This last piece of the series is probably the hardest one to write about, as we can get presented with a practically endless variety of shots that fall outside the norm of “routine” irons shots, wedge shots, pitches, chips, and putts. That’s what makes this crazy game so baffling, frustrating, and alluring all at the same time.

So, it is an inevitable matter of fact that we are going to face shots every round that don’t fall into those normal situations. The good news is that I believe each one of those will require some variation on the basics of chipping, pitching or putting that we work on during every round. So, let’s dive into some of those situations.

Bunkers. I’m not going to try to explore bunker techniques here, as that is a subject to itself, on which thousands of words have been written and hours of video have been produced. I believe it is a good routine (if you have the opportunity) to hit a few bunker shots before you go to the golf course for each round, as bunker shots can help set the pace and tempo routine of your swing for the entire round. I will also offer that becoming proficient from the bunkers requires a combination of the right bounce in your wedges for the sand you face, and a technique that you trust, so that you can make confident swings. And practice—lots of practice—is just unavoidable if you want to become a proficient bunker player.

Odd lies. We are going to face uphill, downhill and a variety of sidehill lies around the greens—that’s just a fact. To me, the first challenge of these shots is to not let the lie distort your alignment and ball position, which it will most certainly do. So, when you are faced with one of these shots, spend a bit more attention and focus on your set up alignment and posture and the ball position that is being “forced” on you by the lie. In general terms, an uphill lie will cause you to put the ball a bit further forward, and a downhill lie will place it further back. The key is to have the ball in the right relation to your body core, not your feet, as that will determine the bottom of the swing arc. Generally speaking, your downhill foot will be further from the ball than with a level shot, the body’s way of achieving balance. Likewise, sidehill lies will generally distort your aim right if the ball is above your feet and left if it is below. Again, these are generalities, but pretty common distortions.

Low runners. When you find yourself unable to hit a lofted pitch, you have to resort to the low running shot, one that we probably do not practice much, if at all. Because of that, I believe the best solution is to let the club do the work of keeping the ball low and running, and do not try to “invent” some technique that you have not practiced. It is amazing how simple it is to put a 5-iron in your hand instead of a wedge and then just execute a basic pitch or chip swing with the ball a bit further back to keep the ball low and running.

——

Required actions.
A - Reproduce the golf article word for word from "So, it is an" up to and including "of those situations.".
B - Name every kind of "routine" shot that the golf article lists in its first paragraph.

——

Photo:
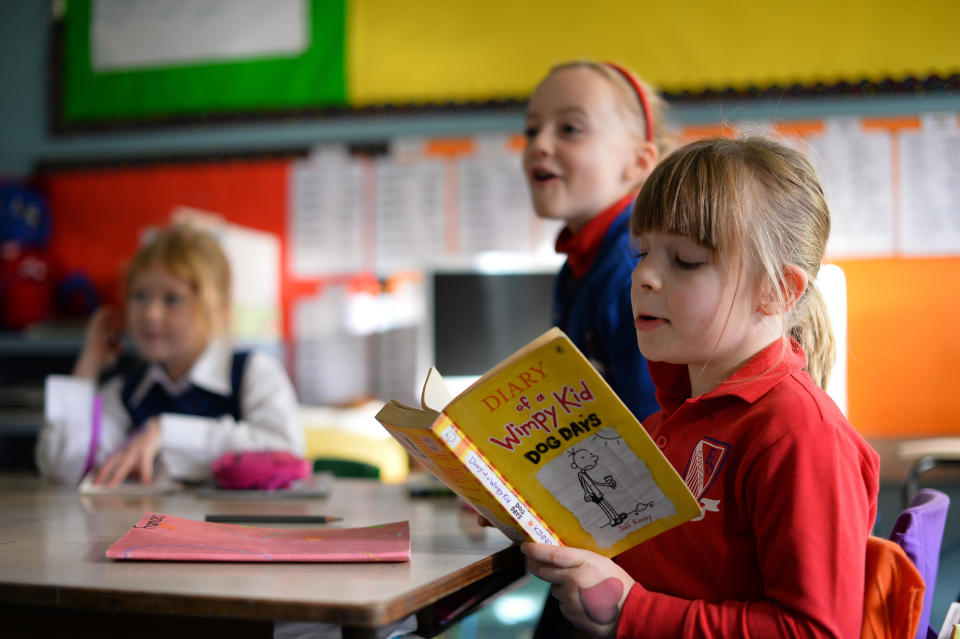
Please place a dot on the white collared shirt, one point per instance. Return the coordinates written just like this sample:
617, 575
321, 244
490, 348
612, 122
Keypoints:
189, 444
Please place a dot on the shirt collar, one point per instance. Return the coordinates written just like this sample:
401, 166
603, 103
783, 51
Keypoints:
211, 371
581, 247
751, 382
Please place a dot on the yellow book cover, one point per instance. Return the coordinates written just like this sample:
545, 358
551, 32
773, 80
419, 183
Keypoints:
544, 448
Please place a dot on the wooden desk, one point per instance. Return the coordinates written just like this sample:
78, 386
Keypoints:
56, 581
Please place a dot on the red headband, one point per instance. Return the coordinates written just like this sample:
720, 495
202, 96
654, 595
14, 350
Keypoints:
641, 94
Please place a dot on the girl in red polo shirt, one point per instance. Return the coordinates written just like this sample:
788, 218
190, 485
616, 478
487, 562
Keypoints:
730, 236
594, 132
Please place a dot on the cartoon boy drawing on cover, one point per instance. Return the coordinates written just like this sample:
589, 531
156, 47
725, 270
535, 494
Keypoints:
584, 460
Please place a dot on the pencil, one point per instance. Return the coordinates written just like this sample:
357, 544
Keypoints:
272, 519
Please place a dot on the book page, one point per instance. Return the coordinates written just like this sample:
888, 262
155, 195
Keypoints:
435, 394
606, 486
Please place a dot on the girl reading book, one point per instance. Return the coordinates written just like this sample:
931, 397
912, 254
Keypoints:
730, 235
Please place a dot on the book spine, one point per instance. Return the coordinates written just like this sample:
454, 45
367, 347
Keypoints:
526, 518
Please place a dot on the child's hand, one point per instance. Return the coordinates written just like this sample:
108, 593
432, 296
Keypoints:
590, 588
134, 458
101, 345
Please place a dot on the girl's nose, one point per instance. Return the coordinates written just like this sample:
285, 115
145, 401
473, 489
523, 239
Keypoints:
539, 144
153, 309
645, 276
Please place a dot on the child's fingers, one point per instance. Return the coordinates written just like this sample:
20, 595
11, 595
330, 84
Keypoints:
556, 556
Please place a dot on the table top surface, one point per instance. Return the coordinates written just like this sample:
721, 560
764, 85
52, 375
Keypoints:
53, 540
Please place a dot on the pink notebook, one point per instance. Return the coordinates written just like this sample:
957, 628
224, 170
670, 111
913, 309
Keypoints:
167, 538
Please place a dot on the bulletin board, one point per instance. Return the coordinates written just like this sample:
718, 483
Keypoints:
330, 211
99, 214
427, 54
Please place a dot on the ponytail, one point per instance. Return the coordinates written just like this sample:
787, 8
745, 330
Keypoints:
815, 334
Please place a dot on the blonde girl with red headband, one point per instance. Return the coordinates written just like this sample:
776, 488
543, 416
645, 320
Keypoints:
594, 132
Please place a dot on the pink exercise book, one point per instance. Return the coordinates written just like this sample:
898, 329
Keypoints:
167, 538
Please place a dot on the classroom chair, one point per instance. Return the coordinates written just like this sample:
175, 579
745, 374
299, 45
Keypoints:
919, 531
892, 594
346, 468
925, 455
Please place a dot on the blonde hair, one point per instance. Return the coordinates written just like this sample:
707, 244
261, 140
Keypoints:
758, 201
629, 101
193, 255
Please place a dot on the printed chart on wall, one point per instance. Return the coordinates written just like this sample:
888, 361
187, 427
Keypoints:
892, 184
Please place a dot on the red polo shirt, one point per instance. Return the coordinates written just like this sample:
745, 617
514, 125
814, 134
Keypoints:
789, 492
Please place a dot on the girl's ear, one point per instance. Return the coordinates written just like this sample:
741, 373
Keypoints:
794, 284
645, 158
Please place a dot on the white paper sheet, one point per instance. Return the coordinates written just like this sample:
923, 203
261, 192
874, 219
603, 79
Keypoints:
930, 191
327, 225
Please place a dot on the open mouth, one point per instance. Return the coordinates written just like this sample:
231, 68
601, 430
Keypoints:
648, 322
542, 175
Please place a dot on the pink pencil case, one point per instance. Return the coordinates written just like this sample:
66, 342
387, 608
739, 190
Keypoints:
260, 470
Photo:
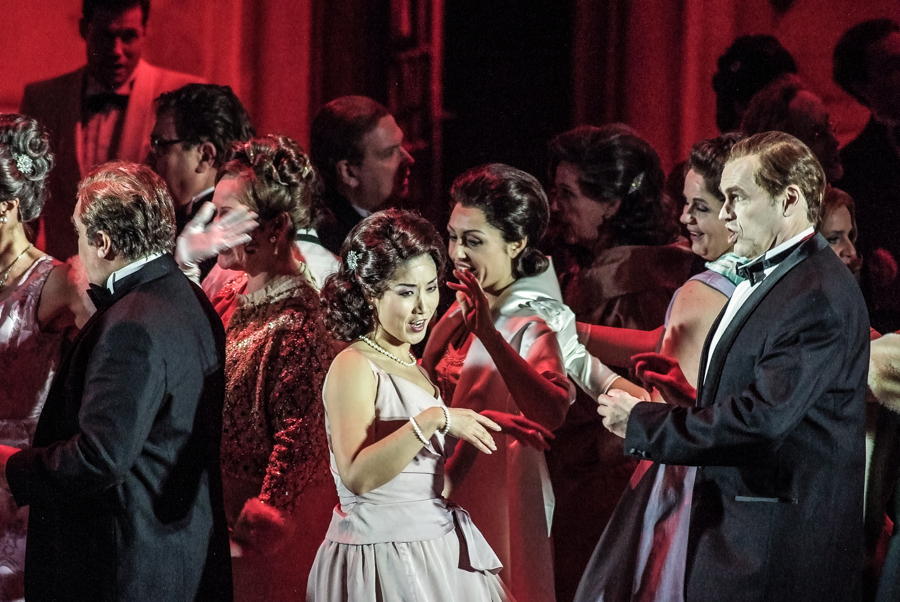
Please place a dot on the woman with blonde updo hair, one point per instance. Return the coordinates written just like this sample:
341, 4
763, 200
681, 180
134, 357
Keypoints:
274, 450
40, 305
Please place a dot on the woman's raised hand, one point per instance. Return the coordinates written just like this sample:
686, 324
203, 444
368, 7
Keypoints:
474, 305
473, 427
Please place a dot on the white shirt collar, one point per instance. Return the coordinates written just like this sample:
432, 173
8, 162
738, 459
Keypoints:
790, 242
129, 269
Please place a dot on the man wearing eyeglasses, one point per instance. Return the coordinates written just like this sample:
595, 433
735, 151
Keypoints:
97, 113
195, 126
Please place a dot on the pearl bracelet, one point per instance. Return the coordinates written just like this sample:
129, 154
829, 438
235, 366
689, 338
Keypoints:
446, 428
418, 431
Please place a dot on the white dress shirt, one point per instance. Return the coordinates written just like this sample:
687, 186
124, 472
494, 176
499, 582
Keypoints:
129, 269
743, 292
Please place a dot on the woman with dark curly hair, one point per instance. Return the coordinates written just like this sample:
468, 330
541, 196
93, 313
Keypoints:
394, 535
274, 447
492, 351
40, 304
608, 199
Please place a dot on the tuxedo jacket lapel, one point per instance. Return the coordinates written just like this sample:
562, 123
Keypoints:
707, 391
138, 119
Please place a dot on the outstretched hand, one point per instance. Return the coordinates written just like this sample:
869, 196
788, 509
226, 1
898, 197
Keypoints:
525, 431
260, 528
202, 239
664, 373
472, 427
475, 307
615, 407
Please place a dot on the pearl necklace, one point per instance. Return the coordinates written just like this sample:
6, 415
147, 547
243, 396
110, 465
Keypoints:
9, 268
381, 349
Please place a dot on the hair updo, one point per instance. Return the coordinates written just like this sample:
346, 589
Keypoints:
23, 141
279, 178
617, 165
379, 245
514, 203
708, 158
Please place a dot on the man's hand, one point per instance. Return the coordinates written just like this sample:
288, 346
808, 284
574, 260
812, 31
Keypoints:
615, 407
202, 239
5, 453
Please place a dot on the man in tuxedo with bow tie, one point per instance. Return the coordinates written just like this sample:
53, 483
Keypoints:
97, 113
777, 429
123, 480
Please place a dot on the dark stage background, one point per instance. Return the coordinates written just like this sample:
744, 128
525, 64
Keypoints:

——

Task-by-task results.
A -
So, it is an inevitable matter of fact that we are going to face shots every round that don’t fall into those normal situations. The good news is that I believe each one of those will require some variation on the basics of chipping, pitching or putting that we work on during every round. So, let’s dive into some of those situations.

B - Irons shots, wedge shots, pitches, chips, and putts.